• **Material provided**
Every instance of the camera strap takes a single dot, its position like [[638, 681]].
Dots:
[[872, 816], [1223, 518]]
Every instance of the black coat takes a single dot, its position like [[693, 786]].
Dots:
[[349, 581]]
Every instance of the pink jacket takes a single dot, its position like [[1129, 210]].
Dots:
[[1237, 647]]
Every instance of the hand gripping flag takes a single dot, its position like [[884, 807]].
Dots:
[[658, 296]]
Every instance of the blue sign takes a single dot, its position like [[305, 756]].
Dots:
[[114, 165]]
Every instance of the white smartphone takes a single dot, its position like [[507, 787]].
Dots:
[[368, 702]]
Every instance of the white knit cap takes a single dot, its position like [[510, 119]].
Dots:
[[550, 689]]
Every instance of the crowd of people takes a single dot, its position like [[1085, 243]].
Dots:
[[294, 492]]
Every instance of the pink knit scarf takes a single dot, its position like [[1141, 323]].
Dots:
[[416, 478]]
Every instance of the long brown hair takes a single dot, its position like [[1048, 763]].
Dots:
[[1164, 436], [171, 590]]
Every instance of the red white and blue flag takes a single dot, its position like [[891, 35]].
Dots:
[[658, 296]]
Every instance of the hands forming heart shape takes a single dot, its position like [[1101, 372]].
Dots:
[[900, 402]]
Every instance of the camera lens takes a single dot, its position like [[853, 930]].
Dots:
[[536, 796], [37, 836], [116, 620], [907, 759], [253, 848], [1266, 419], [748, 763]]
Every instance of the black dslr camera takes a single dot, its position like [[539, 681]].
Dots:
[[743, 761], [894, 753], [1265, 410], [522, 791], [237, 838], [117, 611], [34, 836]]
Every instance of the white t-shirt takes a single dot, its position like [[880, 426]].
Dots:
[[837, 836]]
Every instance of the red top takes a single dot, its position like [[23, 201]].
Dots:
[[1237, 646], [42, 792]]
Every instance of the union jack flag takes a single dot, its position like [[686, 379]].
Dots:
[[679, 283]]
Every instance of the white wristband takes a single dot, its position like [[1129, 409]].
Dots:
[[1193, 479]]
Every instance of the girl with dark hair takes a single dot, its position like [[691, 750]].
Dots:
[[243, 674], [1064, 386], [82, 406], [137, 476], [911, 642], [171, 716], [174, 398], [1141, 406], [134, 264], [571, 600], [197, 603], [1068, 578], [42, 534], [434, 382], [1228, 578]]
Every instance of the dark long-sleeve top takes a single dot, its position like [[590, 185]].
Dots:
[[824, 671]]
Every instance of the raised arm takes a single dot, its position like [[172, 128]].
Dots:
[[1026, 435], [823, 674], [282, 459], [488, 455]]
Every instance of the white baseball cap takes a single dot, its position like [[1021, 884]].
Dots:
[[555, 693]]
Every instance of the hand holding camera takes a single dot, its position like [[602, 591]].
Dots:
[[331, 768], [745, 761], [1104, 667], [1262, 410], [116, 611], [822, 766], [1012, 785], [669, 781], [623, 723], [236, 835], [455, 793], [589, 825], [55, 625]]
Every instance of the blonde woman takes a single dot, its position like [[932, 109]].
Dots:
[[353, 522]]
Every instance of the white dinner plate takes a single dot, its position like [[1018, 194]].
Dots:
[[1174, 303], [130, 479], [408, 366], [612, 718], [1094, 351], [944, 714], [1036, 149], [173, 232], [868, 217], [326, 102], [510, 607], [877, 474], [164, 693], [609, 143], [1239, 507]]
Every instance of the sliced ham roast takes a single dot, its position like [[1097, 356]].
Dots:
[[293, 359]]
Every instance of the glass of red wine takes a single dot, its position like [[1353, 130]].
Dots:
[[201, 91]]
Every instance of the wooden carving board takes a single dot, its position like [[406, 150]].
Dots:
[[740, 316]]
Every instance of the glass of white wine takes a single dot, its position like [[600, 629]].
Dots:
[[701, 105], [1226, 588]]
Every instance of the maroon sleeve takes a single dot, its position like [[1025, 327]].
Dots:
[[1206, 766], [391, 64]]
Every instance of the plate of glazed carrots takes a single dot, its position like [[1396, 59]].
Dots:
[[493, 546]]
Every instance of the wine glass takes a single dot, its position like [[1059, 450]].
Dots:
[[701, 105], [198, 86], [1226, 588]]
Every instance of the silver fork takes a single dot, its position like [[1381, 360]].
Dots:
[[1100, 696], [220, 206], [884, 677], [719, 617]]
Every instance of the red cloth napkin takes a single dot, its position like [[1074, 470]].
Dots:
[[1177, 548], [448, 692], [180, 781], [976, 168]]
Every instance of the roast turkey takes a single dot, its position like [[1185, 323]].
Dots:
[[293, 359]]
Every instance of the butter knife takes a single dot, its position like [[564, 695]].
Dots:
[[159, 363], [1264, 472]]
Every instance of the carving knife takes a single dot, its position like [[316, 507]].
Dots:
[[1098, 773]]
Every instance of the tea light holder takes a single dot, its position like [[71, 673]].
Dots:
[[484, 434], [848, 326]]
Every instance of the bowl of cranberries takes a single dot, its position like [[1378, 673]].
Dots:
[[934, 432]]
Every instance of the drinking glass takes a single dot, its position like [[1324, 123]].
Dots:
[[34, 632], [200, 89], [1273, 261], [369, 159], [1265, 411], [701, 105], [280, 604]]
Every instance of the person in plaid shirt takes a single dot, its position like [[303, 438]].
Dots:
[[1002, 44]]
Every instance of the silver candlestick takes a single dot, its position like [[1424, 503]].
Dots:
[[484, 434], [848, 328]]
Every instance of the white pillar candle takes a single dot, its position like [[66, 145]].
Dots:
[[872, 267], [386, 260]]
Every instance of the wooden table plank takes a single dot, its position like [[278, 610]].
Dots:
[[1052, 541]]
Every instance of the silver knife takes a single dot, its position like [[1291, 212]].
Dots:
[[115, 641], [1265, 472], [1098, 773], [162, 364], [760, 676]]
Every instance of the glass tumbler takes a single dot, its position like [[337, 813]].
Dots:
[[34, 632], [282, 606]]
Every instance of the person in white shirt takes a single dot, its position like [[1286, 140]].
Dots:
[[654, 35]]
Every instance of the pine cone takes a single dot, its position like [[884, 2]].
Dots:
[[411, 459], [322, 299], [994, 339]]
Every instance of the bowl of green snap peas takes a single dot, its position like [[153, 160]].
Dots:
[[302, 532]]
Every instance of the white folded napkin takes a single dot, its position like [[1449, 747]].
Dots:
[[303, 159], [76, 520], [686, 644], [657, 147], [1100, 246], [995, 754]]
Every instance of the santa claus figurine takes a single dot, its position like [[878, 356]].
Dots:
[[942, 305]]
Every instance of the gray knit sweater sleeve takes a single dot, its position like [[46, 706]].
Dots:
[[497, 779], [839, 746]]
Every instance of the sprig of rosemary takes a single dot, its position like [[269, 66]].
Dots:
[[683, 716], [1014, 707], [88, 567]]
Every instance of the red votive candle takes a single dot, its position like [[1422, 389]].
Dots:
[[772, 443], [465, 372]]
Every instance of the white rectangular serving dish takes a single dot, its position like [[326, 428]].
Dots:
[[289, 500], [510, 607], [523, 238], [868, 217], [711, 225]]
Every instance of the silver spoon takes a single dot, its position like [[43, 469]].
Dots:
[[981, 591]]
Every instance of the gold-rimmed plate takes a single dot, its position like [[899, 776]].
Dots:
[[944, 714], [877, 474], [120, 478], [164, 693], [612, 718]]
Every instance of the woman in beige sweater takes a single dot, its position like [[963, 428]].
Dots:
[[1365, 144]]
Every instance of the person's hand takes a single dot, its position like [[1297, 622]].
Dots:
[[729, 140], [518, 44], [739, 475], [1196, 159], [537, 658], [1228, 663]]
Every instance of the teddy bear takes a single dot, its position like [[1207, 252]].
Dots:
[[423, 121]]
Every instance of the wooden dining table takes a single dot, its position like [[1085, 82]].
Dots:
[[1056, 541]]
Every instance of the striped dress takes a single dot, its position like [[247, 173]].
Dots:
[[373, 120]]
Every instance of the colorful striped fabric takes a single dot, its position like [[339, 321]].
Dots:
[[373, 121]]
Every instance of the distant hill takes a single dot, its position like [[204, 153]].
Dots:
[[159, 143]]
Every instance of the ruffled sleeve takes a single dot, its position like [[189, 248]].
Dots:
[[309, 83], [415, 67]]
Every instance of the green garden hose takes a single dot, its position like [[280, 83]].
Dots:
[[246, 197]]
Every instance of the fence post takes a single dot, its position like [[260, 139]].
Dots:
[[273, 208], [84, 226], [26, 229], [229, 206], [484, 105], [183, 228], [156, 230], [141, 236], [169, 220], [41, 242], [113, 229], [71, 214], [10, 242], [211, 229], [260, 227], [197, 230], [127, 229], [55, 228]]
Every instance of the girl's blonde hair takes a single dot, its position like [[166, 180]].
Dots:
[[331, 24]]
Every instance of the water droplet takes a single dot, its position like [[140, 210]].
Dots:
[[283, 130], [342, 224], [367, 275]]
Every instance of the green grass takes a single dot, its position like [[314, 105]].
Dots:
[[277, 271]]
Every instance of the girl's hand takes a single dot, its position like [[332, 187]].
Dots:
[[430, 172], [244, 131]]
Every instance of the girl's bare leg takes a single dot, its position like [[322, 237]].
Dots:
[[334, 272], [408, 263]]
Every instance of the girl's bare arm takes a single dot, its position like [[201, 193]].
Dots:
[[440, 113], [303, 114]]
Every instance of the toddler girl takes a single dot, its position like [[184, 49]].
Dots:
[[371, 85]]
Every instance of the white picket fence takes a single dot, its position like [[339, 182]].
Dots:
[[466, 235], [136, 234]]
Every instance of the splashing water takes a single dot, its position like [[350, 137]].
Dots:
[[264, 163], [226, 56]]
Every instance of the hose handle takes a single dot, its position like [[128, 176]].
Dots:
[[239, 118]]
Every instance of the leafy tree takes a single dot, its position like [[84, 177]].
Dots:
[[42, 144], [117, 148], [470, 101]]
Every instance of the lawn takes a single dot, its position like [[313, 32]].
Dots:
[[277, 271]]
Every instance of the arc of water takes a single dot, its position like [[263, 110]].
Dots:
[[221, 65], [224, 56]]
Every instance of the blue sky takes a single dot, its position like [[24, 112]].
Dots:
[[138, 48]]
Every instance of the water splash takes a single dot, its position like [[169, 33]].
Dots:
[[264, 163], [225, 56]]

• **Work instructions**
Give the data above as a numbered list, starting at its first line and ending at the line that contains "[[114, 165]]" and leaving out any blank lines.

• **Problem solution**
1. Every instance of the camera strap takes a single dot, its position like [[638, 681]].
2. Dots:
3. [[872, 816], [1223, 518]]
4. Every instance of the black coat takes a single dot, its position like [[693, 786]].
5. Dots:
6. [[349, 581]]
7. Every instance of the pink jacket takes a single dot, its position like [[1129, 210]].
8. Dots:
9. [[1237, 647]]
10. Every instance of the hand gripping flag takes a single dot, its position like [[884, 807]].
11. Dots:
12. [[658, 296]]
13. Every instance of the blue sign takes a single dot, its position like [[305, 756]].
14. Dots:
15. [[114, 165]]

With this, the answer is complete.